● **Selected excerpt**:
Friday, November 26, 2010

Crime Fiction: Dead Man’s Chest by Kerry Greenwood

When Kerry Greenwood created the rich, beautiful, intelligent Jazz Age sleuth, Phryne Fisher, she was expecting the series to last for about two books. Because she knew all about 1928, that was the year in which it was to be set, permanently. Seventeen books later, the author has finally had to move to January 1929. Phryne Fisher has returned to the Australian coastal town Queenscliff, scene of her second adventure, Flying Too High. That time she was in Queenscliff as part of a kidnapping case, and stayed at the gorgeous Queenscliff Hotel -- the same place where, because of that novel, I used to have lunch once a year on the verandah, looking out to sea.

Phryne is back in Dead Man’s Chest (Allen and Unwin/Poisoned Pen Press) with her faithful maid and companion, Dot Williams, her two adopted daughters, Ruth and Jane, and her dog, Molly, and they’re staying in a borrowed holiday home. There will, of course, be absolutely no investigations!

● **Exercise tasks**:
• 1. In the review of Dead Man's Chest, rewrite the paragraph beginning "When Kerry Greenwood created" more briefly, keeping its main facts.
• 2. Extend the review of Dead Man's Chest with the next few sentences, picking up after its final line.

● **Source excerpt**:

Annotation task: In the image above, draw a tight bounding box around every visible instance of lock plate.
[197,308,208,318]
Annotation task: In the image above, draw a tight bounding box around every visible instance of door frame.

● **Responses to the tasks**:
• 1. Kerry Greenwood expected her series about Phryne Fisher, the rich, beautiful, intelligent Jazz Age sleuth, to last about two books. Because she knew 1928 well, she set the series permanently in that year. Seventeen books later, she has moved to January 1929. Phryne returns to Queenscliff, the Australian coastal town of her second adventure, Flying Too High. There, during a kidnapping case, she stayed at the Queenscliff Hotel, where, because of that novel, the reviewer used to lunch once a year on the verandah overlooking the sea.

• 2.
But where Phryne Fisher goes, mystery follows -- or, in this case, precedes. When the family arrives, the live-in servants, Mr. and Mrs. Johnson, are missing. No property is unaccounted for except food, and valuables have been stashed away for safe-keeping. But the Johnsons’ furniture is gone and a removalist was seen arriving at the house.

This gives young Ruth, the would-be cook, a chance to make meals for the family while Phryne investigates the disappearance. Queenscliff is never dull, what with the missing couple, a group of surrealists next door, a nosy old lady across the road, who might have seen something, a historical film being made down on the beach and some nasty goings-on nearby.

Phryne investigates, but she takes a step back in this novel and lets other characters come to the fore. She also has a new sidekick to add to her entourage; it will be interesting to see where he goes.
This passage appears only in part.